Selected text.
We all know the sad history of this team. Killer injuries. Bad coaches. Crushing losses. It is in our DNA to expect the worst after a loss like this. But this is not a team that is far off. For all of the negativity that surrounded Mark Sanchez and his interceptions he has his moments and no objective viewer can watch his performance in these last three games and say that they have not seen a change. Sanchez grew up in the playoffs and made passes that only a franchise QB can make. He is only 23 years old and the sky is the limit with him. Rex Ryan has a bright future. He does not show the disconnect with the team that plagued Eric Mangini or the poor football acumen of Herman Edwards. He coached a brilliant defense most of the year and grew into the role of head coach as the season went on. The team played so much better once he accepted that role. They became a team rather than two units playing in the same game and Rex realizes it.
This is the type of youth that was not here in 1998. You had an older QB in Vinny Testeverde and an old coach in Bill Parcells. That was a franchise with a smaller window. Young coach and QB is a very large window of potential for a team and there may not have been a period in the last 30 years where that looked to be the case for this franchise. I would not have believed it going into the year where the Jets looked like they were built for a 3 year window that started in 2008, but those two have shown enough flashes to where it is believable that they will trump the rest of the team makeup. If only one of them hits in the NFL you have the makings of a team that at worst will equal the early 2000’s success of Edwards teams. If both are the real deal you have the makings of the perennial contender . We have never had that. Maybe we will finally get it. 2010 will probably tell us a lot about our future. I’d like to think we are in good hands, but only time will tell.

Saved entries
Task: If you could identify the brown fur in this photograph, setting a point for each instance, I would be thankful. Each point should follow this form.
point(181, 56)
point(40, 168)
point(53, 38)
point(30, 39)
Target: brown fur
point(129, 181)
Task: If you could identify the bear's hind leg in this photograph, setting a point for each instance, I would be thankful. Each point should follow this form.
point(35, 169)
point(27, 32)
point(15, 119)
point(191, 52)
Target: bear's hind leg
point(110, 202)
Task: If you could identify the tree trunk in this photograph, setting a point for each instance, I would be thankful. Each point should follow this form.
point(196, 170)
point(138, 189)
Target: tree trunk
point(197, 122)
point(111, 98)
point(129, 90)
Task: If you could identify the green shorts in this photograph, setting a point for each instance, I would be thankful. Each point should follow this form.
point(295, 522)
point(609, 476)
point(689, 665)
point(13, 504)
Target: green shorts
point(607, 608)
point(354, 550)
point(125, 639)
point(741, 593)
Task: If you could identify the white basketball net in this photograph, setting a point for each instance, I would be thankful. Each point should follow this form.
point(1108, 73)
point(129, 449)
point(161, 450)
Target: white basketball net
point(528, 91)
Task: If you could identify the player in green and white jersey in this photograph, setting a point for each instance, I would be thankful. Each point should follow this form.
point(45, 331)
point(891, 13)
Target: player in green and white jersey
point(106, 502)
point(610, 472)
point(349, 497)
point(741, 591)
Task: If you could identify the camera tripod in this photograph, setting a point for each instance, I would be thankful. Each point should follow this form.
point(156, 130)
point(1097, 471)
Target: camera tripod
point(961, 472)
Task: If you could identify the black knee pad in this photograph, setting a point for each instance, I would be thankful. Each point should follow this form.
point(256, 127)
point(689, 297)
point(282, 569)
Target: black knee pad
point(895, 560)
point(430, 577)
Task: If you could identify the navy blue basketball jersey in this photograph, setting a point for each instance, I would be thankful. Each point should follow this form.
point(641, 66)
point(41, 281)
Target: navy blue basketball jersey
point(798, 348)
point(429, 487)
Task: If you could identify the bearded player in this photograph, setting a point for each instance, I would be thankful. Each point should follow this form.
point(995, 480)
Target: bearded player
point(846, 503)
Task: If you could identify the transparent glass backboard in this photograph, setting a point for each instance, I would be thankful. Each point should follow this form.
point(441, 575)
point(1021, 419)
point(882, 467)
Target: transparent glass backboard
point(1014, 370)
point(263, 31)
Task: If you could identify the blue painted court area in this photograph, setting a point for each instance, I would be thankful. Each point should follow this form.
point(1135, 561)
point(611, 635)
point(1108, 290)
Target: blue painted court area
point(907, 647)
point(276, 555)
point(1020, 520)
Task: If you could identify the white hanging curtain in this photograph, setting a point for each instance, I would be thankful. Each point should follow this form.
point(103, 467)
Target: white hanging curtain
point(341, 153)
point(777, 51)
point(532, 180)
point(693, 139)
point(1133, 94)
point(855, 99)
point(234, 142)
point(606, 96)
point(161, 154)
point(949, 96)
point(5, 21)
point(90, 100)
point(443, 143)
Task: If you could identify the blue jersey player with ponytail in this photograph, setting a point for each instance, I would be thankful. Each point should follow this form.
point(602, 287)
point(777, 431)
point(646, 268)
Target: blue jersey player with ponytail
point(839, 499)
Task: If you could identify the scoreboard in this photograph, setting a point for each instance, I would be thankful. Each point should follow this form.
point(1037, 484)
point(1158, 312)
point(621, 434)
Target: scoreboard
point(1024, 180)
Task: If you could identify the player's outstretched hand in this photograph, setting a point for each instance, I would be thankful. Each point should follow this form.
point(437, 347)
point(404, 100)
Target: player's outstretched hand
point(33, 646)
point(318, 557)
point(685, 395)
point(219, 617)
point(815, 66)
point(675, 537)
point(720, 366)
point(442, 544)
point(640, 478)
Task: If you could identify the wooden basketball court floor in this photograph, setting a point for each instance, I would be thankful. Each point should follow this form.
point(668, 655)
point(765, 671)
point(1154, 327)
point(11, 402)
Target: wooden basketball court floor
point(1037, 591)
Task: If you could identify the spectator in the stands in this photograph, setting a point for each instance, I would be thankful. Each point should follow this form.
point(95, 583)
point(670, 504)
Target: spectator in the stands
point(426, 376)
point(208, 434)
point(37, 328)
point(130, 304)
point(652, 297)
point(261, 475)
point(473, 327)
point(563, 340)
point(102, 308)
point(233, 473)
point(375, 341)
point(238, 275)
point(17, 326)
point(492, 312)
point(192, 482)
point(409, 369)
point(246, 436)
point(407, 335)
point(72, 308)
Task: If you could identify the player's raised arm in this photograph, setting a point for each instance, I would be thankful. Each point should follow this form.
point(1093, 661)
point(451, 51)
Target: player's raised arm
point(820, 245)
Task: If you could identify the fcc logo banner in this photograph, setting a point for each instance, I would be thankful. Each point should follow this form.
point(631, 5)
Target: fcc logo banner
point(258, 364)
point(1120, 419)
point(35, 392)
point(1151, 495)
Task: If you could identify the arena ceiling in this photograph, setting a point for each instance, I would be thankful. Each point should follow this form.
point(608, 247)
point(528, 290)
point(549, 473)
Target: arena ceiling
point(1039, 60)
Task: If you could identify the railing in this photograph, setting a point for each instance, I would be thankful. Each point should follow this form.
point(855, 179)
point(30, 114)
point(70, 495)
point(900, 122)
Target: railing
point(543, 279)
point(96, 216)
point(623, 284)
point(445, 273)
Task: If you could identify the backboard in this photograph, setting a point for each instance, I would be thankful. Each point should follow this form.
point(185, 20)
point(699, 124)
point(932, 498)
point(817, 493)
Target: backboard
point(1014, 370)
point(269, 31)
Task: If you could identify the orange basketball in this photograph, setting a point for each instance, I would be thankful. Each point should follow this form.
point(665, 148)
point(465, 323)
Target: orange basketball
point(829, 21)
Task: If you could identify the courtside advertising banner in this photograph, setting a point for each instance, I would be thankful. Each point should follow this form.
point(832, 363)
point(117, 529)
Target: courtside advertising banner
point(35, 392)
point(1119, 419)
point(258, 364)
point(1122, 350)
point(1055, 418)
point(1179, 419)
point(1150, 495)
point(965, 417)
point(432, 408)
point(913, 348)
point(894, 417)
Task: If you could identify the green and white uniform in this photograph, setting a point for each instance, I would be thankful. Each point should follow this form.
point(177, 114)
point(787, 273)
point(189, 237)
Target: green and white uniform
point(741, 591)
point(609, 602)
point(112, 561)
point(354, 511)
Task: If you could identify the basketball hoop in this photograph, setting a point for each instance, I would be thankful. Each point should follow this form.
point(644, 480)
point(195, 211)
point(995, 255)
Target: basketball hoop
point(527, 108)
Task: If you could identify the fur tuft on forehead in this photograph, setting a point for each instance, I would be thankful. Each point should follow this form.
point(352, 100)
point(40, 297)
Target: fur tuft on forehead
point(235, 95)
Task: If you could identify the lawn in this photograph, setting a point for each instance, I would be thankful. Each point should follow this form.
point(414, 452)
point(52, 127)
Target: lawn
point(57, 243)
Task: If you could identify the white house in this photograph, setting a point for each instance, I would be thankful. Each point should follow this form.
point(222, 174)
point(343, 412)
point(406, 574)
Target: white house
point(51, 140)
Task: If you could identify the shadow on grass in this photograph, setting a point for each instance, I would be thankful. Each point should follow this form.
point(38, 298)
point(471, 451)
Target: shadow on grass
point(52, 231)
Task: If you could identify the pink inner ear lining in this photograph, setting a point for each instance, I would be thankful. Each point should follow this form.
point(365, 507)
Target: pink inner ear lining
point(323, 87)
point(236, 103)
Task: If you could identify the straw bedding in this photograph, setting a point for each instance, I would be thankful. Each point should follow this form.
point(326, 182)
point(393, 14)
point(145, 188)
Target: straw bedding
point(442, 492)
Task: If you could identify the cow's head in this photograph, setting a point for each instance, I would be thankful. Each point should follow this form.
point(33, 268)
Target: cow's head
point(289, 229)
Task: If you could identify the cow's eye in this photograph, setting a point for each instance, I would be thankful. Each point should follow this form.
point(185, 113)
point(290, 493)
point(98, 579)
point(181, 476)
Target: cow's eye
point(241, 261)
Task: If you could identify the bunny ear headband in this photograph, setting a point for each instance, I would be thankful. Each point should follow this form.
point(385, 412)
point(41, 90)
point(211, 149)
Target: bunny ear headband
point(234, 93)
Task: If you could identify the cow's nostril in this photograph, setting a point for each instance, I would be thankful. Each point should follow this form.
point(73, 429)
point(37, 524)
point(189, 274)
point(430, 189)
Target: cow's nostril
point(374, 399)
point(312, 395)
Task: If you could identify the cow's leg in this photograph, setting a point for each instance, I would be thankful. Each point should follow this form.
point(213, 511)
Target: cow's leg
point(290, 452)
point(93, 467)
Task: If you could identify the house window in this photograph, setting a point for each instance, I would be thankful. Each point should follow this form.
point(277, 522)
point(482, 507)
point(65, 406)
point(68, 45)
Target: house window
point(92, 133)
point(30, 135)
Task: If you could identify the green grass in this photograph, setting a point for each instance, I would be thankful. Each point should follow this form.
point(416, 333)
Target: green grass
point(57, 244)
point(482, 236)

List of tasks.
(1) In the post about the Jets, why does the writer say the 1998 franchise had a smaller window?
(2) According to the post about the Jets, how old is Mark Sanchez?
(3) Continue the post about the Jets from its final sentence.

Task-by-task answers.
(1) The 1998 team had an older quarterback in Vinny Testeverde and an old coach in Bill Parcells. The current team has a young coach and a young quarterback, which the writer says gives a much larger window of potential.

(2) He is 23 years old.

(3)
Saying this does not make the loss hurt any less, but this was never supposed to be about 2009 when the season began. For all of the Ryan bravado, which bit him in the behind plenty of times early this year, this was always supposed to be a year about growing and contending for the playoffs. . Had Ryan coached as well early as he had late the Jets would have won the division going away. Not only did the Jets make the playoffs in a wonderful sendoff to their old stadium, but the Jets were a contender for the Super Bowl. That was way more than the team realistically anticipated. As long as the organization uses this as a springboard for the future this loss will go away with time and instead of being the usual “what could have been” memory that plagues us it will be looked at as the turning point for our franchise with something special to follow. Go Jets!